# DIRECTIVES
1. From the Baku oil refinery text, reproduce the passage from "Following high-tech forces" to "cracking unit (1993)." verbatim.
2. Answer these questions using the Baku oil refinery text:
(a) Which company owns and operates the refinery?
(b) On what date did the Ministry of Oil Industry of the USSR issue the order establishing the New Baku Refinery?
(c) On what date was the refinery renamed after Heydar Aliyev?
3. List every unit named in the sentence of the Baku oil refinery text that begins "Following high-tech forces operate in the plant," with the year the text gives for each.

# PAGE EXCERPT
(begin)

Oil refinery in Azerbaijan

The Heydar Aliyev Baku Oil Refinery (Heydər Əliyev adına Bakı Neft Emalı Zavodu) is an oil refinery located in Baku, Azerbaijan. It is currently the only oil refinery in Azerbaijan, capable of producing about 120000 oilbbl of refined products per day. The refinery meets the entire domestic demand for petroleum products and exports more than 40% of the products. The plant processes 15 different products including gasoline, diesel, jet fuel, black oil, petroleum coke, asphalt, lubricants etc. It is owned and operated by SOCAR, which is the national oil company of the Azerbaijan Republic.

==History==
Construction of the complex of catalytic cracking units was launched in Baku by the decision of the Ministry of Oil Industry of the USSR in the former Soviet Union. A few years later, the first technological devices were placed in service. The order was issued on the establishment of the New Baku Refinery by the Ministry of Oil Industry of the USSR on date July 29, 1953. At the time, there was a shortage of high-quality gasoline in the Soviet Union, and it was natural to build the refinery in Baku, close to oil deposits.

More than 300 million tons of oil has been processed, as well as new devices have been constructed, various types of oil products have been produced in Baku Oil Refinery named after Heydar Aliyev over a period of 50 years.

21 out of 24 types of oil are processed in the Baku Oil Refinery named after Heydar Aliyev. 15 kinds of oil products are produced here as well as automobile gasoline, aviation kerosene, oil coke, black oil, diesel fuel.

Following high-tech forces operate in the plant such as ED-AV-6 facility on initial processing of oil (exploitation year 1976), the catalytic reforming unit (1980), the gradual coking unit (1986), and the catalytic cracking unit (1993).

The main unit on the primary processing of oil is ELOU-AVT-6. It is a combined-atmosphere-vacuum device with oil pre-desalination and petrol recycling blocks having capacity to process up to 6 million tons of crude oil a year. This unit is constructed in 1976 according to the reconstruction plan of Baku oil refineries. The main spare parts of the device were received from Germany.

In recent years, 80-90% of the pumping process has been replaced by the ELOU-AVT-6, the vacuum-generating system has been reconstructed. In order to improve heat exchange processes, 15 new technological layouts have been applied to prevent heat losses which is equal to 13-15 thousand conventional fuel. The main technological unit of the refinery is ED-AV-6 which was placed into service in 1976. It is a primary processing unit with electric desalting and vacuum distillation blocks of black oil. In order to meet requirements of international standards of oil, the project was organized on cleaning the fuel with alkali and production of crude naphthenic acid in this unit under the license of “Merichem” company (USA). Catalytic cracking device for the production of high octane gasoline components was built and put in service in 1993. Besides the catalytic reforming unit exploited in 1980, it helps to increase the quality of produced diesel fuel and gasoline. In honour of the 50th anniversary of "Azerneftyanajag" Oil Refinery and its achievements in production, it was renamed after Heydar Aliyev, the leader of Azerbaijan on April 22, 2004.

(end)

# EXTRACTED INFORMATION
(begin)

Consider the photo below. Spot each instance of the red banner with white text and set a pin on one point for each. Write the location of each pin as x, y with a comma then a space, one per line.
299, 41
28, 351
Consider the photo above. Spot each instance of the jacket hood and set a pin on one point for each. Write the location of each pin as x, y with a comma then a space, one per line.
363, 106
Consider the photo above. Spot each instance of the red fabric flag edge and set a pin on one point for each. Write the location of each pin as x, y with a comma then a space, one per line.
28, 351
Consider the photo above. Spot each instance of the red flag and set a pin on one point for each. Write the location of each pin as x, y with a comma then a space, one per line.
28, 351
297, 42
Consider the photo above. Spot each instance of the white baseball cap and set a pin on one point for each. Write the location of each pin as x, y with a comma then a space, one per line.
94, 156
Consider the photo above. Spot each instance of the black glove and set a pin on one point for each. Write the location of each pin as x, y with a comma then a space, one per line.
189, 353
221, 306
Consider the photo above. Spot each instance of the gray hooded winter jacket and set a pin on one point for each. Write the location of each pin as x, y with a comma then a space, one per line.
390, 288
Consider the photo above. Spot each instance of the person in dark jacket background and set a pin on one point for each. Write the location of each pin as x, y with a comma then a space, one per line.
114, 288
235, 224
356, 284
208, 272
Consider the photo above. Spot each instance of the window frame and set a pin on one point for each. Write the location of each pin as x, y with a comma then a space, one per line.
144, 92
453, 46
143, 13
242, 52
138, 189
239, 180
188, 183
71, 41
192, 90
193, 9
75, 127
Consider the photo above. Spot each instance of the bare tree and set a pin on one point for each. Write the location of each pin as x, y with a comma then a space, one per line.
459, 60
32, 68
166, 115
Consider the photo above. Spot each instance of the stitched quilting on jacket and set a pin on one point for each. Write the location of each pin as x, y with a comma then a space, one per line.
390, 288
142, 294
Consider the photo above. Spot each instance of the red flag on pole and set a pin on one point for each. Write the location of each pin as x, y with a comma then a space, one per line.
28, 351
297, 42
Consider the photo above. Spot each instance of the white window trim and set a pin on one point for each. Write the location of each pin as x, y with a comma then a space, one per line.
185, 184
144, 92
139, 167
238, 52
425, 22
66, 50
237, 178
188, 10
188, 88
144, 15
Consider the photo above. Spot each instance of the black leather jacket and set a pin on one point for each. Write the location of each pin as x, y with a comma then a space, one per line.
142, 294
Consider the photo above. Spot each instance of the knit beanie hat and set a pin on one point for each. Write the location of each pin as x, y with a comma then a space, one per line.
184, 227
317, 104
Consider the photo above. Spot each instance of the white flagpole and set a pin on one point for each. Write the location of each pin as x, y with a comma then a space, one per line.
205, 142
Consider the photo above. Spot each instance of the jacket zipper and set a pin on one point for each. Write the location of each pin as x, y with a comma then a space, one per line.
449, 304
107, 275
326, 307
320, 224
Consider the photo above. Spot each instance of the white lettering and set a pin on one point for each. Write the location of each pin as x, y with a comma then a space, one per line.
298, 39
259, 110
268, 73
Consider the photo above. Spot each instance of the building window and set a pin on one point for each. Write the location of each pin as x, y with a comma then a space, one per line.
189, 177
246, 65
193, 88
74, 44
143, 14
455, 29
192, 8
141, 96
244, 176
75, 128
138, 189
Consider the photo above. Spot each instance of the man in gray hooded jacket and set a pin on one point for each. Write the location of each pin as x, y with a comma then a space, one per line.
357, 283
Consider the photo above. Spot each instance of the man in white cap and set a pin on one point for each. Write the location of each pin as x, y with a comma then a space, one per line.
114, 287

(end)

# SOLUTIONS BELOW
1.
Following high-tech forces operate in the plant such as ED-AV-6 facility on initial processing of oil (exploitation year 1976), the catalytic reforming unit (1980), the gradual coking unit (1986), and the catalytic cracking unit (1993).

2.
(a) SOCAR, the national oil company of the Azerbaijan Republic.
(b) July 29, 1953.
(c) April 22, 2004.

3.
- ED-AV-6 facility on initial processing of oil: 1976
- Catalytic reforming unit: 1980
- Gradual coking unit: 1986
- Catalytic cracking unit: 1993